Dr. Weerakoon is Christian. The book specifically looks at the calling of Christian faith, and how that faith fits with today’s sexually permissive society. It is designed to help teenagers who are Christians, or who are thinking of becoming Christians, navigate a choice that is today viewed as highly counter-cultural. Imagine choosing a religion that proposes saving sex for marriage. A religion that suggests seeking healthy, pleasurable sex within an intimate, satisfying relationship that lasts a lifetime. Imagine being a teenager seeking to follow that Christian path in today’s society. I’d be looking for a guidebook too.

Oddly, Weerakoon’s book is not part of the authorised SRE curriculum. So why did FIRIS and Kaye start banging on about it? From the PR perspective, let me remind you of what makes news. The elements that make up the news agenda are timeliness, consequence, conflict……ooh, did someone just say conflict?

It’s a shame the SMH journalist who wrote the original story didn’t do some fact checking. Blame tight deadlines, crap cents per word etc. If the news shoe fits the agenda, press publish. I’m not saying the FIRIS PR and Publicity manager specifically skewed the story angle to ramp up the news element of conflict in the hope of getting media coverage…..I’m just saying that conflict is an element of the news agenda that almost always gets media coverage.

Hot, steamy, submissive sex

Weerakoon was in the news back in February when she called for Christians to boycott the 50 Shades film, as it normalises “unconventional sexual behaviour”. 50 Shades includes bondage, discipline, sadism and masochism. I find it ironic that FIRIS wanted to ban her book because they see it as pushing unconventional, sexual behaviour too.

▶ [REQUIRED TASKS]:
[a] Answer these questions from the piece on Dr. Weerakoon's book:
(i) What faith does Dr. Weerakoon hold?
(ii) Which film did she call on Christians to boycott back in February?
(iii) Which three elements of the news agenda does the piece list?
[b] Output the part of the piece on Dr. Weerakoon's book starting at "Dr. Weerakoon is" and ending at "a guidebook too.".
[c] Write the next part of the piece on Dr. Weerakoon's book, picking up after its last sentence.
The rows that come next have nothing to do with the piece on Dr. Weerakoon's book.

▶ [ROWS]:
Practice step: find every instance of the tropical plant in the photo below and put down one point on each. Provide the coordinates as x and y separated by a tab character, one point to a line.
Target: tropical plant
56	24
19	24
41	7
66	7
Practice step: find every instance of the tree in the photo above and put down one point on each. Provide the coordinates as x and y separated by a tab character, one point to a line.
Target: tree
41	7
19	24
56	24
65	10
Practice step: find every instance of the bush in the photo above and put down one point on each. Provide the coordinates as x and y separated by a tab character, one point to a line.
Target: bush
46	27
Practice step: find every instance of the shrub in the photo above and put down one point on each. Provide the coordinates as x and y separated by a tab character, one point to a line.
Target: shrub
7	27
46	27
...
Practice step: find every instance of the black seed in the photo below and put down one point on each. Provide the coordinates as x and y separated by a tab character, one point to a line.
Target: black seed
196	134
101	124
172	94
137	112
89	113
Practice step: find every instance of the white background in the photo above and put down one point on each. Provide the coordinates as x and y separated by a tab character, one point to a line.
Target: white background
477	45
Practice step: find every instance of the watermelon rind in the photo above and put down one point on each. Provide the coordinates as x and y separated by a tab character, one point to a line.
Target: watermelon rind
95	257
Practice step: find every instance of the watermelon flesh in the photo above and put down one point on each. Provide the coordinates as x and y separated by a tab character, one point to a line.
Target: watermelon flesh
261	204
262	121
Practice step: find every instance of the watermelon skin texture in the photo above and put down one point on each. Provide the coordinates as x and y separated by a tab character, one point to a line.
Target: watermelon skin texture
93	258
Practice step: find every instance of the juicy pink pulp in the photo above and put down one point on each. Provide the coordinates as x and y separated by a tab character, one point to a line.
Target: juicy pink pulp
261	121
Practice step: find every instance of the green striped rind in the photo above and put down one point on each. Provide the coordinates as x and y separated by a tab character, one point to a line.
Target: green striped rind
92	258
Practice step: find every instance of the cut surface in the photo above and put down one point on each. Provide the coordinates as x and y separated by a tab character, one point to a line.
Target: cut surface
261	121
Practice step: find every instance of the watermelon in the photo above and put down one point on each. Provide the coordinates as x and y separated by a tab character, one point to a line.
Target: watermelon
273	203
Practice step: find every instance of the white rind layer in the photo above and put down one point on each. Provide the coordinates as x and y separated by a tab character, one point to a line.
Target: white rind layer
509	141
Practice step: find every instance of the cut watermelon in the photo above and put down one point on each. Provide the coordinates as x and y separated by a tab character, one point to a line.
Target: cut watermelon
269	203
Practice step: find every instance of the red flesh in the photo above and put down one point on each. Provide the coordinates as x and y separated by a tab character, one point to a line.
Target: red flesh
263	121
==
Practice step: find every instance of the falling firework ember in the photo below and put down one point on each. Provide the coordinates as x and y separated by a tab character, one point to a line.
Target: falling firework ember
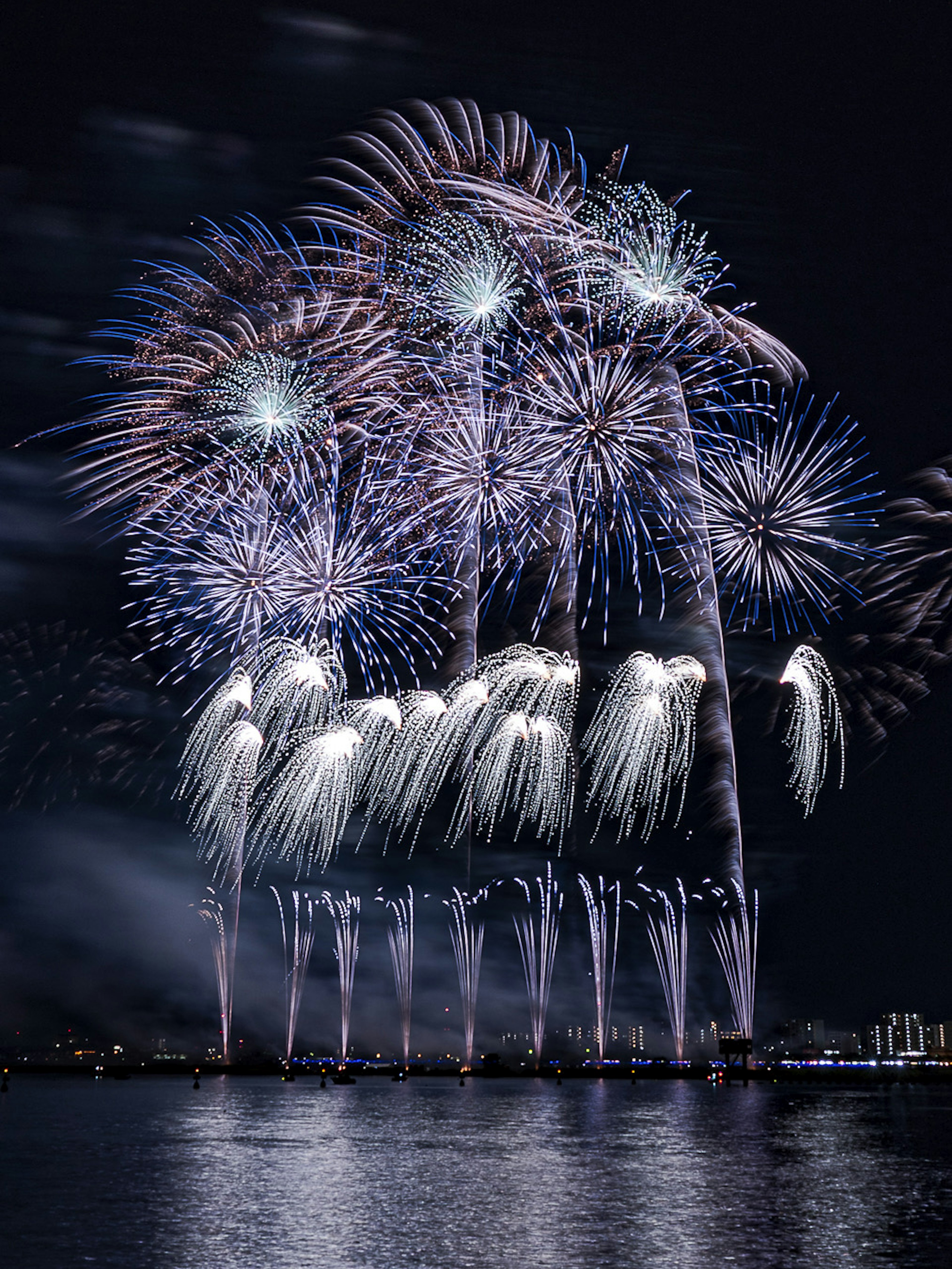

▶ [FINAL RESULTS]:
[a]
(i) She is Christian.
(ii) 50 Shades.
(iii) Timeliness, consequence and conflict.

[b]
Dr. Weerakoon is Christian. The book specifically looks at the calling of Christian faith, and how that faith fits with today’s sexually permissive society. It is designed to help teenagers who are Christians, or who are thinking of becoming Christians, navigate a choice that is today viewed as highly counter-cultural. Imagine choosing a religion that proposes saving sex for marriage. A religion that suggests seeking healthy, pleasurable sex within an intimate, satisfying relationship that lasts a lifetime. Imagine being a teenager seeking to follow that Christian path in today’s society. I’d be looking for a guidebook too.

[c]
A FIRIS concern was how Teen Sex By The Book refers to the Christian concept of headship: that man is the head of woman, and women are to voluntarily submit no matter what. Am I the only one hearing echoes of Anastasia Steel and Christian Gray? To connect the dots, in case anyone misses the point, why on earth would Weerakoon tell people to boycott the film 50 Shades due to its ‘normalising’ submission if she was advocating women voluntarily submit to a notion of Christian headship that FIRIS perceives as having dark undertones?

I’ve written about domestic violence and headship before. Headship does NOT mean submitting to being verbally, mentally and physically abused by your husband. Back to the Bible. Love your wife as Jesus loved the church. Jesus did not wander around in a sleeveless shirt, downing Stella Artois, battering his church. Apologies if you are a gentle, passive soul who enjoys sleeveless shirts and Stella. I’m just messing with a few stereotypes here.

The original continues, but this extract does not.